_Objetivo A_.
Renomeia "suit jacket" para "blazer" nas entradas, começando na linha que contém "Kindly put a point on every instance of the airstair" e indo até ao fim das entradas. Devolve apenas essas linhas, com tudo o resto inalterado.

_Texto para ler_.

Pérolas e diamantes (51): Está na hora desta gente ir embora

João Madureira


Antes mesmo de me pôr a bater com a ponta dos dedos no teclado do computador para alinhavar esta crónica, resolvi, motivado pelo calor que por aqui se faz sentir, arranjar um refresco de limão com água das Pedras. Depois do primeiro golo, veio-me à memória a conversa que tive de manhã com um amigo meu que já não via há algum tempo.

 

Ele disse-me que eu continuava algo excêntrico e talvez mesmo imprevisível. Respondi-lhe que isso se deve ao facto de os meus atos e as minhas ideias serem incompatíveis com os “deles”, se é que os têm, pois, assegurei-lhe, as minhas ideias e os meus atos são perfeitamente compatíveis com os “meus”. E em todos os sentidos. E mais alguns.

 

Sorri-me com a cara de incrédulo do meu amigo. Mesmo assim, ou até por isso, tentei explicar-lhe o trocadilho. Apesar de os meus princípios poderem mudar de vez em quando, mesmo assim possuo tantos que não sou capaz de os usar com proveito. No entanto avisei-o de que eles formam um todo. Por isso a minha vida nunca é menos lógica por causa desta aparente heterodoxia. Resumindo: em regra faço as coisas que me proponho fazer.

_Entradas de anotação por coordenadas_.
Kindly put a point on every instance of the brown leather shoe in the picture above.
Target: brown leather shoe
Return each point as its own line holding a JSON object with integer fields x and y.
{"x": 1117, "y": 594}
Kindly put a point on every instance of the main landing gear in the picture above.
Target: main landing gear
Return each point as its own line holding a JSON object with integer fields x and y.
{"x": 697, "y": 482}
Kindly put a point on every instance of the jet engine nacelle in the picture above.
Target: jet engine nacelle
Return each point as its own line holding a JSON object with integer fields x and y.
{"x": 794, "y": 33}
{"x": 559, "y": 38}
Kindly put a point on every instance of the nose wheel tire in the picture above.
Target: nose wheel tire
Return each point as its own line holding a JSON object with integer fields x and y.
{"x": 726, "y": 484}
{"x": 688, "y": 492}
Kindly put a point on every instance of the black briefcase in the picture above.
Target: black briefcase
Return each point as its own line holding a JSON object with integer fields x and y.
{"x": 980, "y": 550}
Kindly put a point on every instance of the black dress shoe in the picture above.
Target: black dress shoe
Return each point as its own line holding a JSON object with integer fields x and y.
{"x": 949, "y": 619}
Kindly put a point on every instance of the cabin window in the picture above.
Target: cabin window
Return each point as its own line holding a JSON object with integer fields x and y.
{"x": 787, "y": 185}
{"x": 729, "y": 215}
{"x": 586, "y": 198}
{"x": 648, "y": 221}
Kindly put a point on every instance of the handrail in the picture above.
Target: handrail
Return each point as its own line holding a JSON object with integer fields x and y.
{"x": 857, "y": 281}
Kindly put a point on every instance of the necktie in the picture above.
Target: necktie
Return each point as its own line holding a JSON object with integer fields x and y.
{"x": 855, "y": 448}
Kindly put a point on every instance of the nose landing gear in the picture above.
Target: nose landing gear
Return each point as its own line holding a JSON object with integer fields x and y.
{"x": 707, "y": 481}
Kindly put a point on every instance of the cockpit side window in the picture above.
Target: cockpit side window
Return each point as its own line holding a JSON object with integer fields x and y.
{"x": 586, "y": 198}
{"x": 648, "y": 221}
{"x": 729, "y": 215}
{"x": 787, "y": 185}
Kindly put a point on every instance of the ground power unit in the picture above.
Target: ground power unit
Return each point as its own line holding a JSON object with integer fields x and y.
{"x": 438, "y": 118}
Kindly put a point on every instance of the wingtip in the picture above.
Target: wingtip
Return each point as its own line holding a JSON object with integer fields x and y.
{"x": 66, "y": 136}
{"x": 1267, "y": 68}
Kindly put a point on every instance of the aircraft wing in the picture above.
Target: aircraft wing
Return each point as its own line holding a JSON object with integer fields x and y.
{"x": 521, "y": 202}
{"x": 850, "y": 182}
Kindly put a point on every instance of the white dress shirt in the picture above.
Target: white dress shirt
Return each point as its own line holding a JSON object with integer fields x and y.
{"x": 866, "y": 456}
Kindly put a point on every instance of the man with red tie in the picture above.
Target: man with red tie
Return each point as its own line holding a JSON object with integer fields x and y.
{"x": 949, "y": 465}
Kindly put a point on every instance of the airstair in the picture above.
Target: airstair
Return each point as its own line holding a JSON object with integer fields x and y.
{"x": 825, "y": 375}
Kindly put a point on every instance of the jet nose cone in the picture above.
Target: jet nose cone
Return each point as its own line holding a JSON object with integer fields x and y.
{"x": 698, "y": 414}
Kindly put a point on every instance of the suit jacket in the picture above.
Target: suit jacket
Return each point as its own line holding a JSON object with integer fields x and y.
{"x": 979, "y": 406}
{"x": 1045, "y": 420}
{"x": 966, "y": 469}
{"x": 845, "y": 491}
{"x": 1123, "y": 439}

_Objetivo B_.
Responde às perguntas seguintes sobre a crónica.
(i) Que bebida foi preparada antes de se começar a escrever a crónica?
(ii) Como é que o amigo descreveu quem narra a crónica?
(iii) Segundo o resumo final, o que se faz em regra?

_Resposta completa A_.
Kindly put a point on every instance of the airstair in the picture above.
Target: airstair
Return each point as its own line holding a JSON object with integer fields x and y.
{"x": 825, "y": 375}
Kindly put a point on every instance of the jet nose cone in the picture above.
Target: jet nose cone
Return each point as its own line holding a JSON object with integer fields x and y.
{"x": 698, "y": 414}
Kindly put a point on every instance of the blazer in the picture above.
Target: blazer
Return each point as its own line holding a JSON object with integer fields x and y.
{"x": 979, "y": 406}
{"x": 1045, "y": 420}
{"x": 966, "y": 469}
{"x": 845, "y": 491}
{"x": 1123, "y": 439}

_Resposta completa B_.
(i) Um refresco de limão com água das Pedras.
(ii) Como algo excêntrico e talvez mesmo imprevisível.
(iii) Em regra, fazem-se as coisas que se propõe fazer.